We are given a table, JobParts(job_nbr_nbr, part_nbr), and another table, SupParts(sup_nbr, part_nbr), of suppliers and the parts that they provide. We want to get the supplier-and-job_nbr pairs such that supplier sn supplies all of the parts needed for job_nbr jn. This is not quite the same thing as getting the supplier-and-job_nbr pairs such that job_nbr jn requires all of the parts provided by supplier sn.

You want to divide the JobParts table by the SupParts table. A rule of thumb: The remainder comes from the dividend, but all values in the divisor are present.

JobParts

job_nbrpart_nbr
‘j1’‘p1’
‘j1’‘p2’
‘j2’‘p2’
‘j2’‘p4’
‘j2’‘p5’
‘j3’‘p2’

SupParts

sup_nbrpart_nbr
‘s1’‘p1’
‘s1’‘p2’
‘s1’‘p3’
‘s1’‘p4’
‘s1’‘p5’
‘s1’‘p6’
‘s2’‘p1’
‘s2’‘p2’
‘s3’‘p2’
‘s4’‘p2’
‘s4’‘p4’
‘s4’‘p5’

t9015

Result=JobSups

job_nbrsup_nbr
‘j1’‘s1’
‘j1’‘s2’
‘j2’‘s1’
‘j2’‘s4’
‘j3’‘s1’
‘j3’‘s2’
‘j3’‘s3’
‘j3’‘s4’

Pierre Mullin submitted the following query to carry out the Todd division:

SELECT DISTINCT JP1.job_nbr, SP1.supplier
 FROM JobParts AS JP1, SupParts AS SP1
WHERE NOT EXISTS
 (SELECT *
 FROM JobParts AS JP2
WHERE JP2.job_nbr = JP1.job_nbr
 AND JP2.part
 NOT IN (SELECT SP2.part
 FROM SupParts AS SP2
 WHERE SP2.supplier = SP1.supplier));

This is really a modification of the query for Codd’s division, extended to use a JOIN on both tables in the outermost SELECT statement. The IN predicate for the second subquery can be replaced with a NOT EXISTS predicate; it might run a bit faster, depending on the optimizer.

Another related query is finding the pairs of suppliers who sell the same parts. In this data, that would be the pairs (s1, p2), (s3, p1), (s4, p1), (s5, p1)

SELECT S1.sup, S2.sup
 FROM SupParts AS S1, SupParts AS S2
WHERE S1.sup < S2.sup -- different suppliers
 AND S1.part = S2.part -- same parts
GROUP BY S1.sup, S2.sup
HAVING COUNT(*) = (SELECT COUNT (*) -- same count of parts
 FROM SupParts AS S3
 WHERE S3.sup = S1.sup)
 AND COUNT(*) = (SELECT COUNT (*)

Material provided ->
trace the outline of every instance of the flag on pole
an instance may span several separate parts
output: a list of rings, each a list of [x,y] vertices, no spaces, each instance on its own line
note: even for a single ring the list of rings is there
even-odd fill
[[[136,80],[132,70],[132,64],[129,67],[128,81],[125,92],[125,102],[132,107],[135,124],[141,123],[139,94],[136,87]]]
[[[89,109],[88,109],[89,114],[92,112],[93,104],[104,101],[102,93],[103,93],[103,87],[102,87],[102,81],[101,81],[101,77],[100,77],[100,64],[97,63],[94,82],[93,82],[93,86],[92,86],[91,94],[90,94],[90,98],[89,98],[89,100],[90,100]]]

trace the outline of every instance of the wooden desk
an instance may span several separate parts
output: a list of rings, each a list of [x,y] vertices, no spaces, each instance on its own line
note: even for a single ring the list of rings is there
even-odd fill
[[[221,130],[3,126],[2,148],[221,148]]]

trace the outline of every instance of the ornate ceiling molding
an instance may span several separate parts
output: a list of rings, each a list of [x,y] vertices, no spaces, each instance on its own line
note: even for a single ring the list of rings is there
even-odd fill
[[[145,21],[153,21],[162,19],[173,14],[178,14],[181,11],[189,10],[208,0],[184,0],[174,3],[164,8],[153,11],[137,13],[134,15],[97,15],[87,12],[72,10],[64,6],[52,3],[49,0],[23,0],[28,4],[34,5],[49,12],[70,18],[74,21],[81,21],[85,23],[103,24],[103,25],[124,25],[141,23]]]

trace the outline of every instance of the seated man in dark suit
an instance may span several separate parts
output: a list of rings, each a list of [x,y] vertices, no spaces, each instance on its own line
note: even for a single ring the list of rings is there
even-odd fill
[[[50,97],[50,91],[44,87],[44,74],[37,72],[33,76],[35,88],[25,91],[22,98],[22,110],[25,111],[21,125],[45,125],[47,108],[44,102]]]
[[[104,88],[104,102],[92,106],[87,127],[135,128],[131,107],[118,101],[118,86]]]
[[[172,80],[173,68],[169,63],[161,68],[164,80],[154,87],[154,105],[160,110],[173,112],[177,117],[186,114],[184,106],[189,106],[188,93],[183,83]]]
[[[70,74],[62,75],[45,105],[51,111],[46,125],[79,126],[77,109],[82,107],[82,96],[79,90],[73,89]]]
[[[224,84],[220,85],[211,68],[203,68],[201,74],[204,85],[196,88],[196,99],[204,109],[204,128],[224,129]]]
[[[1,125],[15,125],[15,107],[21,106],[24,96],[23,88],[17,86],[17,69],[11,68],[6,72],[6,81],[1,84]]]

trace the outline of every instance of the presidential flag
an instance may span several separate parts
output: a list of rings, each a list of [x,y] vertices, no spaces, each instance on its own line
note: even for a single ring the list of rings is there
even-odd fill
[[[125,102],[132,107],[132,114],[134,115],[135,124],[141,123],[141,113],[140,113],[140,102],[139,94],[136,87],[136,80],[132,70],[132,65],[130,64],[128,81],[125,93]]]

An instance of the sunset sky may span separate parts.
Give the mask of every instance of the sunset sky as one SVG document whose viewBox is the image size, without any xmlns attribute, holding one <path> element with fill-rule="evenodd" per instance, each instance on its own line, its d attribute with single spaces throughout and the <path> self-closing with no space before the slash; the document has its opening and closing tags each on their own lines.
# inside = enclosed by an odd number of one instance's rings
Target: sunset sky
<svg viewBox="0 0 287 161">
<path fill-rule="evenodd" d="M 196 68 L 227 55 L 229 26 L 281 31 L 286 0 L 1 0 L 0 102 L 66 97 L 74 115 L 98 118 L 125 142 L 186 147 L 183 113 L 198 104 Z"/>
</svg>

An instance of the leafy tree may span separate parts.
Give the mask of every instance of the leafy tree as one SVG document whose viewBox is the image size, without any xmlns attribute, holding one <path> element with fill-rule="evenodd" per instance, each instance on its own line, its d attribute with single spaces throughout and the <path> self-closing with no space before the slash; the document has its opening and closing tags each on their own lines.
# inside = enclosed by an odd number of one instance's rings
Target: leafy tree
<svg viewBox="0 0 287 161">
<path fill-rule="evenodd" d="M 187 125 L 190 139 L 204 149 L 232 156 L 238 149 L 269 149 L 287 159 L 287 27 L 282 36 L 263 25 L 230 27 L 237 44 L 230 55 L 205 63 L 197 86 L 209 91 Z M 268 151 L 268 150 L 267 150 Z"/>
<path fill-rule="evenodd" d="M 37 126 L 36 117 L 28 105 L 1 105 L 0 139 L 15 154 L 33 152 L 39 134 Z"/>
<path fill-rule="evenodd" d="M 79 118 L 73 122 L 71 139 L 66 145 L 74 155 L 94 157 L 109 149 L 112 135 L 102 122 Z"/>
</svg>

Task list ->
A - Reproduce the stretch of the relational division passage from "This is really" through "on the optimizer." word for word.
B - Resume the relational division passage at the point where it stops.

Response list ->
A -
This is really a modification of the query for Codd’s division, extended to use a JOIN on both tables in the outermost SELECT statement. The IN predicate for the second subquery can be replaced with a NOT EXISTS predicate; it might run a bit faster, depending on the optimizer.

B -
 FROM SupParts AS S4
 WHERE S4.sup = S2.sup);

This can be modified into Todd’s division easily by adding the restriction that the parts must also belong to a common job.

Steve Kass came up with a specialized version that depends on using a numeric code. Assume we have a table that tells us which players are on which teams.

CREATE TABLE Team_Assignments
(player_id INTEGER NOT NULL
 REFERENCES Players(player_id)
 ON DELETE CASCADE
 ON UPDATE CASCADE,
team_id CHAR(5) NOT NULL
 REFERENCES Teams(team_id)
 ON DELETE CASCADE
 ON UPDATE CASCADE,
PRIMARY KEY (player_id, team_id));

To get pairs of Players on the same team:

SELECT P1.player_id, P2.player_id
 FROM Players AS P1, Players AS P2
WHERE P1.player_id < P2.player_id
 GROUP BY P1.player_id, P2.player_id
HAVING P1.player_id + P2.player_id
 = ALL (SELECT SUM(P3.player_id)
 FROM Team_Assignments AS P3
WHERE P3.player_id IN (P1.player_id, P2.player_id)
GROUP BY P3.team_id);

34.5 Division with JOINs

Standard SQL has several JOIN operators that can be used to perform a relational division. To find the pilots, who can fly the same planes as Higgins, use this query:

SELECT SP1.pilot_name
FROM (((SELECT plane_name FROM Hangar) AS H1
 INNER JOIN
 (SELECT pilot_name, plane_name FROM Pilot_Skills) AS SP1
 ON H1.plane_name = SP1.plane_name)
 INNER JOIN (SELECT *
 FROM Pilot_Skills
WHERE pilot_name = 'Higgins') AS H2
 ON H2.plane_name = H1.plane_name)
GROUP BY Pilot
HAVING COUNT(*) >= (SELECT COUNT(*)
 FROM Pilot_Skills
 WHERE pilot_name = 'Higgins'),

The first JOIN finds all of the planes in the hangar for which we have a pilot_name. The next JOIN takes that set and finds which of those match up with (SELECT * FROM Pilot_Skills WHERE pilot_name = ‘Higgins’) skills. The GROUP BY clause will then see that the intersection we have formed with the joins has at least as many elements as Higgins has planes. The GROUP BY also means that the SELECT DISTINCT can be replaced with a simple SELECT. If the theta operator in the GROUP BY clause is changed from >=to =, the query finds an exact division. If the theta operator in the GROUP BY clause is changed from >=to <= or <, the query finds those pilots whose skills are a superset or a strict superset of the planes that Higgins flies.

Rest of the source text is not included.